## PROBLEMS TO SOLVE
• 1. Reproduce the passage in the character summary starting at "Kiguchi is haunted" and ending at "during the war.".
• 2. Carry on the summary of the characters who travel to India, picking up after its final sentence.

## TEXT EXCERPT

Kiguchi is haunted by war-time horrors in Burma and seeks to have Buddhist rituals performed in India for the souls of his friends in the Japanese army as well as his enemies. He is impressed by a foreign Christian volunteer who helped his sick friend deal with tragic experiences during the war.

Numada has a deep love for animals ever since he was a child in Manchuria. He believes that a pet bird he owns has died in his place. He goes to India to visit a bird sanctuary.

Mitsuko Naruse, after a failed marriage, realizes that she is a person incapable of love. She goes to India hoping to find the meaning of life. Her values are challenged by the awaiting Otsu, a former schoolmate she once cruelly seduced and then left. Although he had a promising career as a Catholic priest, Otsu’s heretical ideas of a pantheistic God have led to his expulsion. He helps carry dead Indians to the local crematoria so that their ashes can be spread over the Ganges. His efforts ultimately lead to his peril as he is caught in the anti-Sikh uprisings in the country. Meanwhile, Mitsuko meets two nuns from the Missionaries of Charity and begins to understand Otsu's idea of God.

## MATERIAL SUPPLIED
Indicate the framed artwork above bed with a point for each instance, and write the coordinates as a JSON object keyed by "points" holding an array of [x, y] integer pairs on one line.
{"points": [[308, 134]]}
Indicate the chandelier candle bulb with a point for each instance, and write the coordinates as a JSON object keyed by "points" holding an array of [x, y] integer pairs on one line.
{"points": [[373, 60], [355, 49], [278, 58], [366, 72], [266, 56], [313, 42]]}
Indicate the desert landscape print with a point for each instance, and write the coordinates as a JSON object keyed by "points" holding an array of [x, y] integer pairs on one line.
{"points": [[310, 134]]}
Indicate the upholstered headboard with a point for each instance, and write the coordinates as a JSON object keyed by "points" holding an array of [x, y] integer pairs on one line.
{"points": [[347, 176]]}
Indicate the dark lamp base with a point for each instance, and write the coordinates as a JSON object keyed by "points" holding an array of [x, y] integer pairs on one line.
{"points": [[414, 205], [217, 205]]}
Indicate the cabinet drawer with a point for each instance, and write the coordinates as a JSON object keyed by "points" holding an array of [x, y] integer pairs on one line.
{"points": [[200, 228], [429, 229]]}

...

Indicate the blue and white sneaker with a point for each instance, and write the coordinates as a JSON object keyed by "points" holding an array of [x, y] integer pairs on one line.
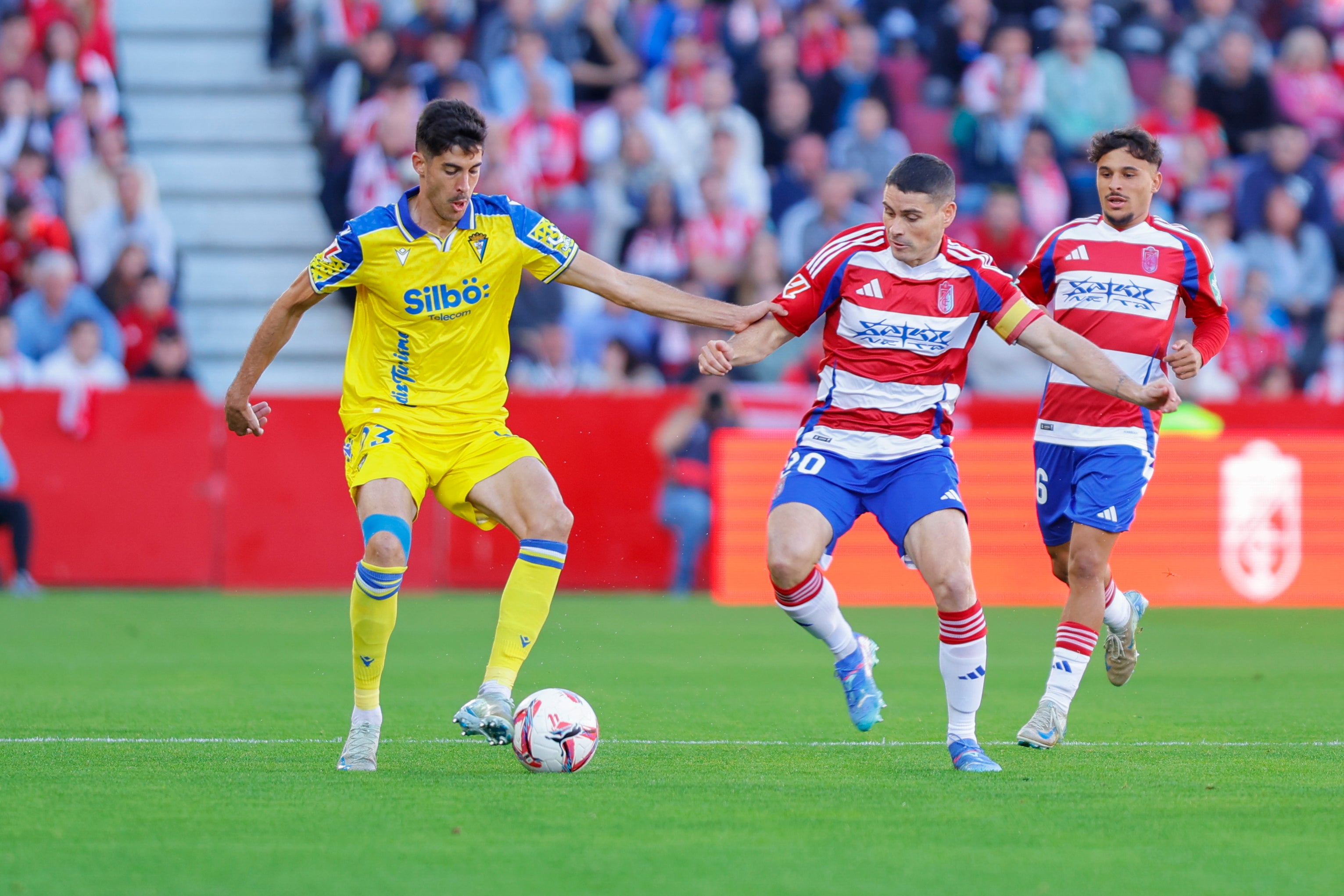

==

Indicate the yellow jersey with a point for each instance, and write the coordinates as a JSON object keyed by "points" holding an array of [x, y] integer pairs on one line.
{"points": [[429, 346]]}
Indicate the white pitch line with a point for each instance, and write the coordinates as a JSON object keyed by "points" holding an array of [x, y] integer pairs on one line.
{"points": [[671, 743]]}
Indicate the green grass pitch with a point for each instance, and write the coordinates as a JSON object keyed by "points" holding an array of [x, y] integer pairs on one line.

## REPLIES
• 1.
Kiguchi is haunted by war-time horrors in Burma and seeks to have Buddhist rituals performed in India for the souls of his friends in the Japanese army as well as his enemies. He is impressed by a foreign Christian volunteer who helped his sick friend deal with tragic experiences during the war.

• 2.
Characters
 Osamu Isobe, a middle manager who looks for a girl named Rajini Puniral, the potential reincarnation of his dead wife.
 Mitsuko Naruse, a former housewife who takes a trip both as a pilgrimage and to see her ex-boyfriend Otsu as atonement for mistreating him
 Numada, a bird watcher who wants to set a bird in his possession free.
 Kiguchi, a former WWII Imperial Japanese Army soldier.
 Enami, the tour guide.
 Mr. Sanjo, a photojournalist on honeymoon with his wife.
 Mrs. Sanjo, his vapid new wife.
 Augustine Otsu, Mitsuko's former boyfriend, now a Catholic priest in Varanasi.

Film adaption
A film based on the novel (also named Fukai kawa) was made in 1995. It was directed by Kei Kumai. The film stars Kumiko Akiyoshi as Mitsuko, Eiji Okuda as Otsu, Hisashi Igawa as Isobe, Yoichi Numata as Kiguchi, and Tetta Sugimoto as Enami. Kyoko Kagawa plays Mrs. Isobe in flashbacks, while Numada becomes  Tsukada, played by Toshiro Mifune, and Kin Sugai plays his wife.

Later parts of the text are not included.